LISTED ENTRIES
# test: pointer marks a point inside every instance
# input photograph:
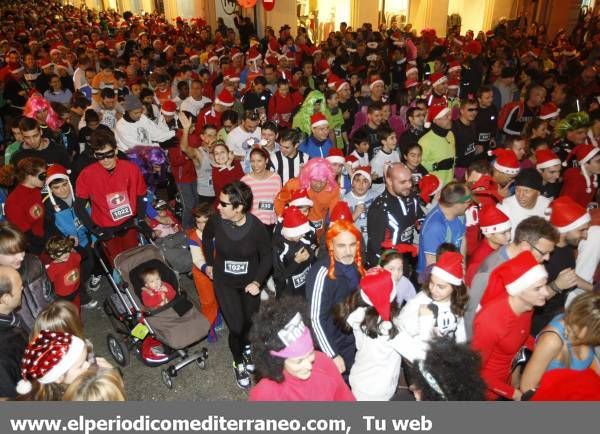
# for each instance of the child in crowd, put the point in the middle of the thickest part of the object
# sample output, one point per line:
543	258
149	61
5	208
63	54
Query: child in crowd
293	253
155	292
164	223
437	310
64	268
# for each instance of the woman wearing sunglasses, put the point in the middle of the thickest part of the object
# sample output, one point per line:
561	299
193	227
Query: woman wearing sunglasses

EXERCISE TASK
Reproduce every line of the records above without alteration, leaving out the pictures.

TASK SOLUTION
# test: pointer marks a point inside every instance
# input photograph:
# for each instance of the child in crowd, put the point in the middle of the thickest part of the object
# sample output, one point per line:
543	258
149	61
5	208
63	54
Query: child in crowd
293	253
155	292
164	223
437	310
64	268
# for each instance of the woman wearing sunglasses, put the point in the middle of the thickest part of the object
# sample output, one point per line:
561	299
193	227
Query: woman wearing sunglasses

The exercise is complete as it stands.